··· GIVEN TEXT ···

The U.S. Air Force is proposing to buy fewer manned fighters than expected in this year’s budget—and to retire 250 aircraft to boost research and development.
The service is proposing to spend $188.1 billion in fiscal 2025, $3 billion more than last year’s budget request. This year’s budget rollout comes at a tough time for the Pentagon: it still doesn’t have an enacted budget five months into fiscal 2024, and it had to build its budget under Congress’s defense-spending cap, called the Fiscal Responsibility Act.
That has forced the Air Force to make a “tradeoff” between procurement and research and development, service secretary Frank Kendall told reporters March 8 ahead of the budget rollout.
“My priority is to get to the next generation of capabilities as quickly as we can because of what China’s doing in terms of their modernization,” Kendall said.
Including the Space Force, the Department of the Air Force is asking for $217.5 billion, which is a 1.1 percent increase of $2.4 billion over the 2024 ask. This is an increase but it’s “not quite keeping up with inflation,” according to Kristyn Jones, who is performing the duties of the undersecretary of the Air Force.
The 2025 proposal hews to earlier plans to spend more on several nascent programs this year: Sentinel intercontinental ballistic missile, the B-21 stealth bomber, the service’s next fighter jet, called NGAD, and a program to build robot wingmen to fly alongside manned fighters, called collaborative combat aircraft.
The service aims to bump R&D spending to $37.7 billion, up $1.5 billion from last year’s request. This includes $3.7 billion for Sentinel, $2.7 billion for B-21, and $2.7 billion for NGAD “development and test of air vehicle and mission systems.” The service is expected to award a contract for NGAD by September and choose a final list of bidders for the CCA program within the next few months. The service is asking for $559 million in R&D funds for CCAs.
But to fund this new technology under Congress’s budget cap, the Air Force had to shrink some of its plans to buy aircraft.
Service leaders are to buy 90 aircraft in 2025, 42 of which are F-35A fighter jets—a cut from the 48 jets they originally planned to buy this year. However, the drop in F-35 purchase is just a deferral and there’s no change in the service’s plan to buy 1,763 F-35s.
“We’ll have to figure out when we add those back in,” said Maj. Gen. Mike Greiner, the service’s deputy assistant secretary for budget.
But there’s a real cut planned for the F-15EX fleet: 18 instead of 24 this year, leading to a fleet of 98 instead of 104 when production ends in 2025, Greiner said.

···

EXERCISE SET:
a. Please repeat the passage of the Air Force budget article between "But to fund" and "2025, Greiner said.", inclusive.
b. Answer these questions using the Air Force budget article:
(i) How much does the Air Force propose to spend in fiscal 2025?
(ii) How many F-35A fighter jets does the service plan to buy in 2025?
(iii) How much in R&D funds is the service requesting for collaborative combat aircraft?
c. Resume the Air Force budget article from its last sentence, carrying it forward.

··· EXTRACTED RECORDS ···

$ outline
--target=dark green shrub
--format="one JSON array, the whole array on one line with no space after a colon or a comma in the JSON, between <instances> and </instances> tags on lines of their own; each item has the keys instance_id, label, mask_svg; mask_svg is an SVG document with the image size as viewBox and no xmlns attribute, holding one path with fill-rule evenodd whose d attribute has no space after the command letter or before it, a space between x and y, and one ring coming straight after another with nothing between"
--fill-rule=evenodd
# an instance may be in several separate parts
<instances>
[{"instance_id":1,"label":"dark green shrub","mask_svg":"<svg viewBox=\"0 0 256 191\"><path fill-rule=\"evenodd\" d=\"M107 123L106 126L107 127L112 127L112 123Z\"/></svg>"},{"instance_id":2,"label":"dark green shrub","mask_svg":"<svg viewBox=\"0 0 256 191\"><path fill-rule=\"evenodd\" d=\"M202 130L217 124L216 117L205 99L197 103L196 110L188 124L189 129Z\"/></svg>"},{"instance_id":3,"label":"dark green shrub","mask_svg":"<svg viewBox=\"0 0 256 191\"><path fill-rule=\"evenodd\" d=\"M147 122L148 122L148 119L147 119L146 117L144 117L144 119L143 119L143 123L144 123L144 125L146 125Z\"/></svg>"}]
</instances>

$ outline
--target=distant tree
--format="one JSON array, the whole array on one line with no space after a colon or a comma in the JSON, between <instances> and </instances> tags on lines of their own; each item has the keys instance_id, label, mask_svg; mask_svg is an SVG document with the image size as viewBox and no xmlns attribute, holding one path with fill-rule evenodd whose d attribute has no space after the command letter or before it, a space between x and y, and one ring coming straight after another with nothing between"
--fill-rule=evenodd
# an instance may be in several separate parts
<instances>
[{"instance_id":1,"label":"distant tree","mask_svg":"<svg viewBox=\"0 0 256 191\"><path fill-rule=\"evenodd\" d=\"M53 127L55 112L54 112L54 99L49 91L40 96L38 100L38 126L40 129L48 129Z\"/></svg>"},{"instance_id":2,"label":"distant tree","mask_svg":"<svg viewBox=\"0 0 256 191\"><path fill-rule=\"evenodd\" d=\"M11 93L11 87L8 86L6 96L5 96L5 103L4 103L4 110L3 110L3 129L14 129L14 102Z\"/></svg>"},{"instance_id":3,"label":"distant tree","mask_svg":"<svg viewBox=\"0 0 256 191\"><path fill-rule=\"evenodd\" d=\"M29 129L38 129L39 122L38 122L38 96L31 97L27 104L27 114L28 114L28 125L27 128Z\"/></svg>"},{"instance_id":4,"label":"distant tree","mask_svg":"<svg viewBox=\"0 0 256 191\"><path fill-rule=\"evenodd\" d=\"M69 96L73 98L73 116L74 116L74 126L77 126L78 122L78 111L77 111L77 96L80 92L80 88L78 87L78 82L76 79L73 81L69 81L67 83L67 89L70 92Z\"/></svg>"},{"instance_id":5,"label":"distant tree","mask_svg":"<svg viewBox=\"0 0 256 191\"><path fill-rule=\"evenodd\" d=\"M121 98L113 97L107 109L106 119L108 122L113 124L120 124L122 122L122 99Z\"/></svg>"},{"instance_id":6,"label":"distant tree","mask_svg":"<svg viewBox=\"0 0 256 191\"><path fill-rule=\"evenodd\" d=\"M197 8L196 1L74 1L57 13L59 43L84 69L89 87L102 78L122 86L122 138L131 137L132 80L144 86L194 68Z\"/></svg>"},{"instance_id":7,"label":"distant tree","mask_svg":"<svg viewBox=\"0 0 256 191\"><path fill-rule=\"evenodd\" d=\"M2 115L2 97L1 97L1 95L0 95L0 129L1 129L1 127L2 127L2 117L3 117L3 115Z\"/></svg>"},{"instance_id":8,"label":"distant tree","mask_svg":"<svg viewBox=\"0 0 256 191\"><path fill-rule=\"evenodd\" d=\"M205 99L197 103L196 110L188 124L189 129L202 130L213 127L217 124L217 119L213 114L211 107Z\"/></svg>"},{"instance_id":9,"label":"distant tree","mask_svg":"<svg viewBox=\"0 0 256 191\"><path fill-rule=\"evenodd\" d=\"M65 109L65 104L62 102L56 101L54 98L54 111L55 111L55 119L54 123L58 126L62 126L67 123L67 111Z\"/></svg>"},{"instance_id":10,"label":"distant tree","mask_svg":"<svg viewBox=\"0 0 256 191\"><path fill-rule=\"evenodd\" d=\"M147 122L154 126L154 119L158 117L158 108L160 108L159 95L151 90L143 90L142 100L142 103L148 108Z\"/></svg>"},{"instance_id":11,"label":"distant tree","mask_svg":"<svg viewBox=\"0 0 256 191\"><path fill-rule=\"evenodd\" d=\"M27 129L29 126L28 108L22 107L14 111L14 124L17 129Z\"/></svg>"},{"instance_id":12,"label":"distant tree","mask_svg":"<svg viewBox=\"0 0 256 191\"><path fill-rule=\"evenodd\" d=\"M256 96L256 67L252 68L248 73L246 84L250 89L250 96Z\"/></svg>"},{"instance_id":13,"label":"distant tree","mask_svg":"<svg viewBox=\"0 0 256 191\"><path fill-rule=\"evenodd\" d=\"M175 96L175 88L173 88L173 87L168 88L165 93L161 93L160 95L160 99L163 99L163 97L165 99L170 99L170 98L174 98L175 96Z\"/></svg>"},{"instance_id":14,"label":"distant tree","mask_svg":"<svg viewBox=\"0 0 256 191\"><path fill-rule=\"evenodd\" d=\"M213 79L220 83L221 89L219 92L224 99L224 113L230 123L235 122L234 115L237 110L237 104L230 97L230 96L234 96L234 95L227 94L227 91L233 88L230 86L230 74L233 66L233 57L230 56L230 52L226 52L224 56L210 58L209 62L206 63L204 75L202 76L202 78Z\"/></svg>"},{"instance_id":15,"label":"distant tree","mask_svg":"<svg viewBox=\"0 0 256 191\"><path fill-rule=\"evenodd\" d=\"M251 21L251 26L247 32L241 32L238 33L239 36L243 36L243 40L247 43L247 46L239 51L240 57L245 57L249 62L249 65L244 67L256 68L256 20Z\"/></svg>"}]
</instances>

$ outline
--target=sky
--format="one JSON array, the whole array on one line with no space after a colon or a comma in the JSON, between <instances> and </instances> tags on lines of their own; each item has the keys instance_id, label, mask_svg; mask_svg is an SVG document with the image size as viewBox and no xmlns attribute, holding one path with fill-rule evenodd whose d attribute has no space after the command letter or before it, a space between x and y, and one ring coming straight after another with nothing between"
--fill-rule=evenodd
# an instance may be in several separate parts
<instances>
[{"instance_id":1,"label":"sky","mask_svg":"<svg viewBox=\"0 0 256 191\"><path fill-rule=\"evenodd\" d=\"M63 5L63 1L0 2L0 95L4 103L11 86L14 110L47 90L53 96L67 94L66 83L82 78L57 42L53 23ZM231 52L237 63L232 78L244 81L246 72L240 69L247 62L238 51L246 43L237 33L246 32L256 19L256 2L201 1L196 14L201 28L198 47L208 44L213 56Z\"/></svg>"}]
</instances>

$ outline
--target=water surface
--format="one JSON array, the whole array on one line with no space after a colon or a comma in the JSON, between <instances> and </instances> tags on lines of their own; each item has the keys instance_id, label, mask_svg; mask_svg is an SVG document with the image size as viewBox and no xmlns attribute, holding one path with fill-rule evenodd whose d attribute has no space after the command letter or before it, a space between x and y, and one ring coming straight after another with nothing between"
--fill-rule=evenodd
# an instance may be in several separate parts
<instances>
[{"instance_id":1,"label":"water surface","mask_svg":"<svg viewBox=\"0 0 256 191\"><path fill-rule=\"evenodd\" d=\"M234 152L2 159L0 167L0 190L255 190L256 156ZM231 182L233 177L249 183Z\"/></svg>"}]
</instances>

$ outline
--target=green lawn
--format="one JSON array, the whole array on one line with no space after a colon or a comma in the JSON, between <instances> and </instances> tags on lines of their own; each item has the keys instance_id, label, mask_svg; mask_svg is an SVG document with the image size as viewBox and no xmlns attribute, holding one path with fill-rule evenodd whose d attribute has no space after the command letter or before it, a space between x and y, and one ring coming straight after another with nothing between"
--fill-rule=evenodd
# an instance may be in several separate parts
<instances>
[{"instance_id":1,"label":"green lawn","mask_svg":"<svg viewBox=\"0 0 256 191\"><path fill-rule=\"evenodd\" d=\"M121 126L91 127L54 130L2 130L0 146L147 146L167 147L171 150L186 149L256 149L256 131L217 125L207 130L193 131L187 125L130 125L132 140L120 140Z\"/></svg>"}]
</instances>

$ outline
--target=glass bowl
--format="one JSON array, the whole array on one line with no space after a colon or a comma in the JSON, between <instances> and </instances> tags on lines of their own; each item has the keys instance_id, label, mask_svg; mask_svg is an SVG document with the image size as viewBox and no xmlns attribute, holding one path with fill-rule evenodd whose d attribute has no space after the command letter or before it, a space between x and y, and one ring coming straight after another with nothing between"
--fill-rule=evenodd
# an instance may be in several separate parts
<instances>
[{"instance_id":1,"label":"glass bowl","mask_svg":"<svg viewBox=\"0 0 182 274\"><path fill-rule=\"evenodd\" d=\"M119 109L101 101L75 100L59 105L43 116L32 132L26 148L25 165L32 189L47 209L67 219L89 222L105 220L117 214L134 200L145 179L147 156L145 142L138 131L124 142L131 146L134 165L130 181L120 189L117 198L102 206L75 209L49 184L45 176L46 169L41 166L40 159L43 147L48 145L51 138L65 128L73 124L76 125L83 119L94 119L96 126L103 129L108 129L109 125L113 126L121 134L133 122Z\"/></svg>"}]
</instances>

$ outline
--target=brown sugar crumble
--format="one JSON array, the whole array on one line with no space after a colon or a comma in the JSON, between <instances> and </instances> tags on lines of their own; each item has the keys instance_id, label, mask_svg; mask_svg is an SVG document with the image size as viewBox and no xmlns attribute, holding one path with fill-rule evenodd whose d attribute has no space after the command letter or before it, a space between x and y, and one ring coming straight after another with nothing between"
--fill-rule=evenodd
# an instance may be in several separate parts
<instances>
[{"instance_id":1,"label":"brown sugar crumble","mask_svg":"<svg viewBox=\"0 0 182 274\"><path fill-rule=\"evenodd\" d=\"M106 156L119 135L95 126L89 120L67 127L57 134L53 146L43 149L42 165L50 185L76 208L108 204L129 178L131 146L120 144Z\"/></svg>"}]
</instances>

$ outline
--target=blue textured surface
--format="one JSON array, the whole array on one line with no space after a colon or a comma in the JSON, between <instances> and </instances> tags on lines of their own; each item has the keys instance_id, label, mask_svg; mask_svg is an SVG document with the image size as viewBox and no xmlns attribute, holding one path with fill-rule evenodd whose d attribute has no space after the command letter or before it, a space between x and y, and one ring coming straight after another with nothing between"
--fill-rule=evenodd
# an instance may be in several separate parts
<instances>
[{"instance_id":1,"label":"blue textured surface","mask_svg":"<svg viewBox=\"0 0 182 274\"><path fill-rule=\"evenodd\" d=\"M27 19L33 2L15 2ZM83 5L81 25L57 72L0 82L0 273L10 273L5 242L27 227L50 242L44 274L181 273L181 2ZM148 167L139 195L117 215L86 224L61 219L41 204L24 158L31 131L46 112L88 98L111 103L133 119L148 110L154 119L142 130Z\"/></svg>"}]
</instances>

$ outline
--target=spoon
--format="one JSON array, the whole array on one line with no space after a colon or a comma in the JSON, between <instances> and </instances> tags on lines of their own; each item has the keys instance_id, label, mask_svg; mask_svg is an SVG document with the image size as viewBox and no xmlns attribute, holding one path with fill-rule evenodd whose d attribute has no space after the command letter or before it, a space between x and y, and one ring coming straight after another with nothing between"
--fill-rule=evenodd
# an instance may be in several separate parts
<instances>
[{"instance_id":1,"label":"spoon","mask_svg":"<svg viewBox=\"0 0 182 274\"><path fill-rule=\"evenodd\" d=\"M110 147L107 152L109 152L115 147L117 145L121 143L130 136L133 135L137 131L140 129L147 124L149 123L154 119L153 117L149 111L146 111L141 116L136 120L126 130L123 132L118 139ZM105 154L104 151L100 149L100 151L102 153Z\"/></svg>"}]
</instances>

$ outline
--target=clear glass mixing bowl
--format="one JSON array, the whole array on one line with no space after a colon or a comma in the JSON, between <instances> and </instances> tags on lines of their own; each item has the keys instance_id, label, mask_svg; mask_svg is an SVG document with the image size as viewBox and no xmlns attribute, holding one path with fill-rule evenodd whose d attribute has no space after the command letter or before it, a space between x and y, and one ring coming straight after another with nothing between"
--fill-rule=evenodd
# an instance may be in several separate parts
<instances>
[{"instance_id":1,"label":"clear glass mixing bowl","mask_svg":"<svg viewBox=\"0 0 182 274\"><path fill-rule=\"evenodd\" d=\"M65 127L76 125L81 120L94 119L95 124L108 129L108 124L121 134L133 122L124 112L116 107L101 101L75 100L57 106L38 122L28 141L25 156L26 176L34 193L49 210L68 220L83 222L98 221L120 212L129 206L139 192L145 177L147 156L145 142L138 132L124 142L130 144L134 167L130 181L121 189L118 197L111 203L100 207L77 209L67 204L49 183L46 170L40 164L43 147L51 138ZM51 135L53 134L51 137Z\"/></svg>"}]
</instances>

···

EXERCISE RESPONSES:
a.
But to fund this new technology under Congress’s budget cap, the Air Force had to shrink some of its plans to buy aircraft.
Service leaders are to buy 90 aircraft in 2025, 42 of which are F-35A fighter jets—a cut from the 48 jets they originally planned to buy this year. However, the drop in F-35 purchase is just a deferral and there’s no change in the service’s plan to buy 1,763 F-35s.
“We’ll have to figure out when we add those back in,” said Maj. Gen. Mike Greiner, the service’s deputy assistant secretary for budget.
But there’s a real cut planned for the F-15EX fleet: 18 instead of 24 this year, leading to a fleet of 98 instead of 104 when production ends in 2025, Greiner said.

b.
(i) $188.1 billion
(ii) 42
(iii) $559 million

c.
The 2025 proposal would also buy 15 KC-46A tankers, seven T-7 trainers, and eight MH-139 helicopters.
“We’re protecting the current force’s capabilities at what we think is an acceptable level of risk and we’re modernizing to the extent we can under the caps of the Fiscal Responsibility Act,” Kendall said.
Service leaders also want to free up funds for R&D by retiring 250 aircraft in fiscal 2025, including 56 A-10 Warthogs, 65 F-15C and -D fighter jets, 26 F-15Es, 22 T-1 trainers, 16 KC-135 tankers, and 12 HH-60G Pave Hawk helicopters. Getting rid of these aircraft will free up more than $2 billion, Greiner said.
Congress, however, is usually skeptical of greenlighting aircraft retirements without an immediate replacement. The service is asking lawmakers for a third time this year to retire 32 Block 20 F-22 Raptors, which officials say would cost too much to upgrade them for combat.
“We’re generally continuing the planned retirements we had. We are, again, going to ask for the less capable older F-22s to be retired. We’ve tried a couple of times now with the Congress on that, and they haven’t been willing to cooperate, but we’re more constrained this year than we were in previous years,” Kendall said.
Overall, Kendall called this an “acceptable budget” but warned that “life gets harder” after the 2025 budget. The service will likely need to change its purchasing plans to account for huge programs like Sentinel, which is massively running over cost projections. The next ICBM is expected to cost 37 percent more than initially promised, totaling almost $132 billion.
“I’d like to be able to move faster, but we do have constraints. I don’t want to get into it today, but we’ve got some tough choices ahead when we get into [20]26, which we’re really building now,” Kendall said.
Space Force takes a hit
The Space Force’s budget, which has substantially grown each year since its inception in late 2019, is decreasing this year. The service is requesting $29.4 billion in 2025, $600 million below last year’s request.
Unlike the Air Force, the Space Force didn’t have much flexibility because more than 60 percent of its budget is research and development, Kendall said.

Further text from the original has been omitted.